• [Excerpted text]:
········

Saturday, June 10, 2017

Paint Table Saturday: North West Frontier, Rolls-Royce cars, their famous mascot and some young ladies



Well, it always cheers me up when I finish a few figures, although it's nothing compared to Eric the Shed's complete French Chasseur brigade this week!  The six figures I finished yesterday completes the two 12 man units (plus the Sikhs which I have done already) of infantry I need for my initial The Men Who Would Be King force for the North-West Frontier; with just a mountain gun and crew to complete.  I have painted 82 figures this year. so far, which is my best total since 2014 and equals the amount of figures I did in the whole of 2013.  I hope I can keep the momentum up.




The question, now, is what do I do next?  I should really paint some more Confederate Infantry and I have some already started but as I only have the three Sikh gunners and the mountain gun to finish to complete the British force I am going to do them, I think.




 One of the Facebook groups I belong to is The Great British Hobbit League and looking at everyone else's Lord of the Rings figures is making we want to have a go at painting some more, if my eyes are up to it.  What I need to do is find some part painted figures to finish, which I know I must have somewhere (Men of Gondor?) but sitting behind my monitor for years are the trolls from the first Hobbit film.  One of these is well on the way so I may do something on that.  Talking to Guy today, I told him that they are releasing the Lord of the Rings Battle Companies rules in a book this year (they were only previously available on download).  Guy and I had a number of good games using these rules but I was amazed when he said that maybe we could have a game over the summer.  It would be fun to play some of these again!

········

• [What to work on]:
1 – Repeat word for word the part of the miniature-painting post that opens with the words containing "The question, now, is" and closes with "them, I think.".
2 – Carry on the miniature-painting post from the point where it stops.
The listing after this post comes from a separate source.

• [Dataset content]:
········

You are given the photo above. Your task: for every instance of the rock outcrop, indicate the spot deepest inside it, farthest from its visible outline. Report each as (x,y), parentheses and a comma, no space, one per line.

········

• [Expected results]:
1 –
The question, now, is what do I do next?  I should really paint some more Confederate Infantry and I have some already started but as I only have the three Sikh gunners and the mountain gun to finish to complete the British force I am going to do them, I think.

2 –
On the left the Director of Brooklands tries to recruit Charlotte into the team of volunteers at the museum while my mother in law and the Old Bat both know she is too lazy to get up in the morning


I've got a tricky work situation (don't worry I'm not going to go into tedious details) which means that I am waiting to do something but can't proceed until the client gets their contract signed.  So having expected to be working flat out this week I had rather more time than expected and could go with the family and the parents in law to the start of the Rolls-Royce Enthusiasts Club 60th anniversary tour of Britain, at Brooklands.  


My parents in law with Prince Michael of Kent 


My father in law has an old Bentley, of course, but is also a member of the RREC as he used to have a Rolls-Royce.  Anyway, he gave a speech to the members at their dinner this week, along with Prince Michael of Kent, who was there on Wednesday to send them all off to their first stop in Dorset.


The first Silver Ghost starts up the hill climb.  The lady in the passenger seat is frantically hand-pumping fuel to give the car the required boost.  They just made it!


Rather surprisingly, given some of these cars are more than a hundred years old and they are due to make a two week tour of Britain, they had a hill climb competition for the Silver Ghosts.  The Brooklands (it was the world's first purpose built motor racing circuit) test hill is very steep indeed but more than a dozen Silver Ghosts got up it.  


You're not going to make it!


The only failure was a lovely car driven by an American.  "Don't change gear on the hill", advised my father in law.  The American changed gear on the hill.  The car stopped,  He threw his wife out and tried to get going again. The car started to slide backwards.  They had to undertake a controlled backwards descent on the brakes (Silver Ghosts only have breaks on the rear wheels).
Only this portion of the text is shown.